Region pointing data:
-=-=-
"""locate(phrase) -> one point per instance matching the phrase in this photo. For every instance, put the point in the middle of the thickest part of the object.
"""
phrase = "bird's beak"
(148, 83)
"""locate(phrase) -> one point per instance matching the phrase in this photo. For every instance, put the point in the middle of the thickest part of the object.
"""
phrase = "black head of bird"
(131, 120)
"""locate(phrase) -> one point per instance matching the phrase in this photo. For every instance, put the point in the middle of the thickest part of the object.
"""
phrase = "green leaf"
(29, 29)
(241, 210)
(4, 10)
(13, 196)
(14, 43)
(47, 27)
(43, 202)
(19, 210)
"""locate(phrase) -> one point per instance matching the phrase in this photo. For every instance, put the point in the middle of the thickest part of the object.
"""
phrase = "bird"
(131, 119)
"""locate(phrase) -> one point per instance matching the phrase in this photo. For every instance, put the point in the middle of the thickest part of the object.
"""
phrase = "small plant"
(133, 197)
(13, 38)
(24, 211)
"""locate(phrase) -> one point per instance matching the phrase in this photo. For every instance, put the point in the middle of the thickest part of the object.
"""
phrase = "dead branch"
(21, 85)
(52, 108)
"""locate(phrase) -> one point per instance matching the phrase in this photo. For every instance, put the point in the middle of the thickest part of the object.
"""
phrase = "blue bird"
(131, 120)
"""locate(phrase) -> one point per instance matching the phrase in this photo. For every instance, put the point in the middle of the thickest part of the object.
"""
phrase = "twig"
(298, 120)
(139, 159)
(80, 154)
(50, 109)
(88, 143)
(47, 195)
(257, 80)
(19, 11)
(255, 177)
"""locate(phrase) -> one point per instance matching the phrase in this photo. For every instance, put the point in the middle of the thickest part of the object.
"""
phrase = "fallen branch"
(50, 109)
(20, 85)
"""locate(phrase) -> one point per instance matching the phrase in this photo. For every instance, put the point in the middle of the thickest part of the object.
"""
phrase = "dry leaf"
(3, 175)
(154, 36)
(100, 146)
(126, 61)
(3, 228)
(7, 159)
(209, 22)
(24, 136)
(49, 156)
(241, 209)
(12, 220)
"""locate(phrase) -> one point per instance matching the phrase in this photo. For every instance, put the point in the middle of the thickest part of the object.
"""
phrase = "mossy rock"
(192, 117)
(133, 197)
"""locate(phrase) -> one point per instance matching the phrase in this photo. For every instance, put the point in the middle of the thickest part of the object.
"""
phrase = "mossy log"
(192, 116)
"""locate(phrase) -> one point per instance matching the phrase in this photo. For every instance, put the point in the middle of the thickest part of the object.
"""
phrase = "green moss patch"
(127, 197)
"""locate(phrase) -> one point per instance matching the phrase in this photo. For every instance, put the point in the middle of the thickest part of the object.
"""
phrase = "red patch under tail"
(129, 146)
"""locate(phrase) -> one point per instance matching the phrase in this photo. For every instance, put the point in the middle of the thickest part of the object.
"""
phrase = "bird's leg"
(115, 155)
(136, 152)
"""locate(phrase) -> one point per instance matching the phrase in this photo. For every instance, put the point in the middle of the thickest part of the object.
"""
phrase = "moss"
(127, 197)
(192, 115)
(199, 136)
-=-=-
### What to do
Restate the data word for word.

### The completed task
"""locate(phrase) -> one point per instance matching the phrase in this photo. For every instance, put the point in the middle of the thickest part of the object.
"""
phrase = "bird's beak"
(148, 83)
"""locate(phrase) -> one point per instance matching the phrase in this photo. For every instance, put the point in the middle of the thickest part of the object.
"""
phrase = "black head of bird"
(131, 120)
"""locate(phrase) -> one point per instance matching the phrase in this photo. For every instance, put the point in the middle of the thickest part of the object.
"""
phrase = "green leaf"
(29, 29)
(241, 210)
(4, 10)
(13, 196)
(14, 43)
(47, 27)
(43, 202)
(19, 210)
"""locate(phrase) -> one point per instance matching the phrase in this photo. For every instance, put the point in the middle of the thickest part of the object.
"""
phrase = "bird"
(131, 119)
"""locate(phrase) -> one point per instance matching the phrase in this photo. For every instance, put the point in the middle of the thickest part of the object.
"""
phrase = "small plant"
(133, 197)
(13, 38)
(24, 211)
"""locate(phrase) -> one point per instance matching the phrase in this photo. For every instance, put the point in the middle of the thickest part of the object.
"""
phrase = "dead branch"
(21, 85)
(52, 108)
"""locate(phrase) -> one point per instance matching the phrase in this photo. For every instance, put the point in the middle of the thickest part of the object.
"""
phrase = "blue bird"
(131, 120)
"""locate(phrase) -> one point per instance matching the phrase in this photo. For every instance, put the point in the middle of the thickest part of the object.
"""
phrase = "twig"
(298, 120)
(139, 159)
(80, 154)
(50, 109)
(88, 143)
(47, 195)
(257, 80)
(19, 11)
(255, 177)
"""locate(phrase) -> one point per instance matching the phrase in this photo. For every instance, put the point in the middle of the thickest part of the object.
"""
phrase = "fallen branch"
(50, 109)
(20, 85)
"""locate(phrase) -> one point per instance matching the phrase in this photo. For every instance, put the point in the middle of the thickest part of the object.
"""
phrase = "dry leaf"
(3, 175)
(154, 36)
(100, 146)
(126, 61)
(3, 228)
(7, 159)
(209, 22)
(24, 136)
(49, 156)
(241, 209)
(12, 220)
"""locate(phrase) -> one point per instance matching the phrase in this photo. For every instance, put the point in the middle of the thickest part of the object.
"""
phrase = "mossy rock"
(192, 117)
(133, 197)
"""locate(phrase) -> one point per instance matching the phrase in this photo. For every instance, put the point in the middle of the thickest part of the object.
"""
phrase = "mossy log"
(192, 116)
"""locate(phrase) -> one point per instance matching the phrase in this photo. For every instance, put the point in the middle of the thickest part of the object.
"""
phrase = "green moss patch"
(127, 197)
"""locate(phrase) -> one point per instance matching the phrase in this photo. For every instance, put the point in the middle of the thickest part of the object.
"""
phrase = "red patch under tail"
(129, 146)
"""locate(phrase) -> one point per instance matching the phrase in this photo. For every instance, put the point in the middle of the thickest part of the object.
"""
phrase = "bird's leg"
(115, 155)
(136, 152)
"""locate(phrase) -> one point per instance matching the phrase in this photo. For every instance, put the point in the middle of the thickest part of the object.
"""
phrase = "moss"
(127, 197)
(192, 115)
(199, 136)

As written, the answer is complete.